**What you should do**
Across all entries below, how many lines include "then"? Only the number, please.

**Stored items**
- Opening Delimiter -
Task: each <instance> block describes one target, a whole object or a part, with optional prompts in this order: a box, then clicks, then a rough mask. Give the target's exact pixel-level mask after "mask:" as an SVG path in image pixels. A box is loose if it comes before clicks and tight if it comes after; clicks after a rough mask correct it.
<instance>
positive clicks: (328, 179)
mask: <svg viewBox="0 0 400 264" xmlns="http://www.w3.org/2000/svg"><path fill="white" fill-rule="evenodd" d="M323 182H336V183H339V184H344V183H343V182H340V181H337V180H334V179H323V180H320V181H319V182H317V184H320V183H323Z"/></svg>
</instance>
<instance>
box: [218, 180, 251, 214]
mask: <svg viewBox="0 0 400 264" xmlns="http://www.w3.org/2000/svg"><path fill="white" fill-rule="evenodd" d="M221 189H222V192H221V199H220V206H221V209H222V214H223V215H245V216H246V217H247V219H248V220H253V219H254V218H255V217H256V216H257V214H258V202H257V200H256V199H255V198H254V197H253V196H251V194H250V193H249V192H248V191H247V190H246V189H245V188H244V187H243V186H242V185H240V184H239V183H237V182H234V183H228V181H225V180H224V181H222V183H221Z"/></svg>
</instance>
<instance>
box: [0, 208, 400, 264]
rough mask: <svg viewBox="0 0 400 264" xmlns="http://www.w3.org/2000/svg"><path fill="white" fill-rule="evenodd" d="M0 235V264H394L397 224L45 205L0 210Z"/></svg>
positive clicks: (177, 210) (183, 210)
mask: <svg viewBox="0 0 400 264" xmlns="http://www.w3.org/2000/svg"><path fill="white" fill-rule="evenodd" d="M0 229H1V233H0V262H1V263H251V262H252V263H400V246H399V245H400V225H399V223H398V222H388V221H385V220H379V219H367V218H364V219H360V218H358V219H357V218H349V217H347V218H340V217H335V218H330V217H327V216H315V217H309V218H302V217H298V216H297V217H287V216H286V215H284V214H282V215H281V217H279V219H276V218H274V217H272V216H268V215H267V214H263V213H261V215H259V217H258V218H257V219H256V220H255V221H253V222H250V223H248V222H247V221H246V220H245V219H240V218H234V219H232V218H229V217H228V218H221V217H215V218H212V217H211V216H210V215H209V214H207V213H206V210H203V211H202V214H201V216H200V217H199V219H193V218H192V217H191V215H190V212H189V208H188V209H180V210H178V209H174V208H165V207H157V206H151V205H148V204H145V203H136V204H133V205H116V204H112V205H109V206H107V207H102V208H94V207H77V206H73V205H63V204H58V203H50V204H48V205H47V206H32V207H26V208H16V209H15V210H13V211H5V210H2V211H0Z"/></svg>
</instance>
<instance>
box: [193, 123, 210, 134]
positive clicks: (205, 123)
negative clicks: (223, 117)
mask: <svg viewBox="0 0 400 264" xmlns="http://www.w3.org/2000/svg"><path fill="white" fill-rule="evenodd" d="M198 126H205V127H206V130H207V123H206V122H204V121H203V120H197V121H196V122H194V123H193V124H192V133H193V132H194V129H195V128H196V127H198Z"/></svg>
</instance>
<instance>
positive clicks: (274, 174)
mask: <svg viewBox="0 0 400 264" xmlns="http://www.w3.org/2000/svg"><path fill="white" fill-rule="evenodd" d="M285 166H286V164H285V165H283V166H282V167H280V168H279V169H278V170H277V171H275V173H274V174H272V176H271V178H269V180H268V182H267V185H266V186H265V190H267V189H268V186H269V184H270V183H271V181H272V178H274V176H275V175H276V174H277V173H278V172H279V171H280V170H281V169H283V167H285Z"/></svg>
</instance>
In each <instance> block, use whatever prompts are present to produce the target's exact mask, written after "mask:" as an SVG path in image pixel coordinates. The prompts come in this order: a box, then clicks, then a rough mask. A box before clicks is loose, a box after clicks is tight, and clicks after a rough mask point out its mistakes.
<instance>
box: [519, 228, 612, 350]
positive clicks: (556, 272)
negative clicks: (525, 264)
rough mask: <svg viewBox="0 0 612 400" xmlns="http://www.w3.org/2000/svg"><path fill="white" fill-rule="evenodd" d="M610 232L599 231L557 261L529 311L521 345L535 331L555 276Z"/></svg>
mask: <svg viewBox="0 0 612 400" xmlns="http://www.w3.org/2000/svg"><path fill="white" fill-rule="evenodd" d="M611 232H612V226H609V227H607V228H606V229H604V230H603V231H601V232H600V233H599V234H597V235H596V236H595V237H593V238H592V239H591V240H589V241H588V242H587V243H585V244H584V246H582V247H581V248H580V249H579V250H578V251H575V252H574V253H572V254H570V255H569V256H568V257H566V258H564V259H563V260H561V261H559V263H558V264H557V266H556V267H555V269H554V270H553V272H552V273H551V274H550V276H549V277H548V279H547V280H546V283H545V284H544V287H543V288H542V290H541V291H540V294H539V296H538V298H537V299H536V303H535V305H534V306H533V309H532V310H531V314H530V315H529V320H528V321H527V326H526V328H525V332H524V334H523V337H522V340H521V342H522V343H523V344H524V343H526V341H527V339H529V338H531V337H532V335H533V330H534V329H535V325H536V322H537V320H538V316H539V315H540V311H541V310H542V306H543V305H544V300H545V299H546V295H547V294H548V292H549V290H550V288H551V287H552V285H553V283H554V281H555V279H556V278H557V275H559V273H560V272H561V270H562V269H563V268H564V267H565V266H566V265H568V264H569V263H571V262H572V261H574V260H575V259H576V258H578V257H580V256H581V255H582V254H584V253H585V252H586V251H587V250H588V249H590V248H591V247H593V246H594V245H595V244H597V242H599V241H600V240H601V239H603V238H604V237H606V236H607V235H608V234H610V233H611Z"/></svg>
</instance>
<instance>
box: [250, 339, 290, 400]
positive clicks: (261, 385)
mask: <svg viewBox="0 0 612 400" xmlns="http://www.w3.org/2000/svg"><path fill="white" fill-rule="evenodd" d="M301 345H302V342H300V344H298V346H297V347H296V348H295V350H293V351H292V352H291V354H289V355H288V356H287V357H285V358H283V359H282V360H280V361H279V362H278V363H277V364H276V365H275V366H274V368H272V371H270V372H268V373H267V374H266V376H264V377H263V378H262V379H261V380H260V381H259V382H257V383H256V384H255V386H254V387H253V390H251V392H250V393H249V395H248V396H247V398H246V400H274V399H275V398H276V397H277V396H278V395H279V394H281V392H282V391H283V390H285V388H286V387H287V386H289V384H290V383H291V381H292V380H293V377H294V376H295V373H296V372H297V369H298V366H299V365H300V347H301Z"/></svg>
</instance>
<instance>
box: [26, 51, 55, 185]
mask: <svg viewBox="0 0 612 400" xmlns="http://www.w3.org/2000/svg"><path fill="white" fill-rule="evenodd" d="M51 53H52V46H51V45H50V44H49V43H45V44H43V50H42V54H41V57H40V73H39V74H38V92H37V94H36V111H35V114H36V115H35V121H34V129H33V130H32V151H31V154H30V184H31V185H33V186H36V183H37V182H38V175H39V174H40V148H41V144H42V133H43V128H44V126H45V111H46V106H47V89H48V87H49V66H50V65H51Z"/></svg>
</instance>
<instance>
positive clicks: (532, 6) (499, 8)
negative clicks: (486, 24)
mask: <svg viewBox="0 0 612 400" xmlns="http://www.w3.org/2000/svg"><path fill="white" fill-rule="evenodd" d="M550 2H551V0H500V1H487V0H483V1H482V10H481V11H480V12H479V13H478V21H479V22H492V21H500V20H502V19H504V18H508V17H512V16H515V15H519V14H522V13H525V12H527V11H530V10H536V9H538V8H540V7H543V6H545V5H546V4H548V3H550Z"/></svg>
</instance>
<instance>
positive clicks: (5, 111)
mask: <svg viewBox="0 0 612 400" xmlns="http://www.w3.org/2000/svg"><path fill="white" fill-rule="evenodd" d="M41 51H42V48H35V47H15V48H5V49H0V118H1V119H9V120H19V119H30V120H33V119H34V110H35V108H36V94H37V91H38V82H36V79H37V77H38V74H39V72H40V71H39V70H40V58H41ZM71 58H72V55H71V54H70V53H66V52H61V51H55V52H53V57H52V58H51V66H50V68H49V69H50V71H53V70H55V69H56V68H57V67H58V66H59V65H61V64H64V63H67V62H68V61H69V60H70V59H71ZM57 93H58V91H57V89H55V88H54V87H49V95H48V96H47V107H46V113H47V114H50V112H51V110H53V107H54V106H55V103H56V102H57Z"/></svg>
- Closing Delimiter -
- Opening Delimiter -
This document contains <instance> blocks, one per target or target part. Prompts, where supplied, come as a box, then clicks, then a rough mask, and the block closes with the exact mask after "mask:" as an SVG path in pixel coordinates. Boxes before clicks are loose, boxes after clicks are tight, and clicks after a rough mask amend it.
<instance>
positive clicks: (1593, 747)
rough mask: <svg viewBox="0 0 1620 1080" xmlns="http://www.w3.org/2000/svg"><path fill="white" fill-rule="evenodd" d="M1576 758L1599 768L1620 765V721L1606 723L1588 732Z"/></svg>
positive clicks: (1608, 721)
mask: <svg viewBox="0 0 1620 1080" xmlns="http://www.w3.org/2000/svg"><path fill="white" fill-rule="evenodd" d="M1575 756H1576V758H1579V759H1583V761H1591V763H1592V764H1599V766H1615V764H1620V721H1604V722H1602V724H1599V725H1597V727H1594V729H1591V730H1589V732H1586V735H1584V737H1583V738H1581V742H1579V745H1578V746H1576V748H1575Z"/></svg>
- Closing Delimiter -
**Exercise response**
3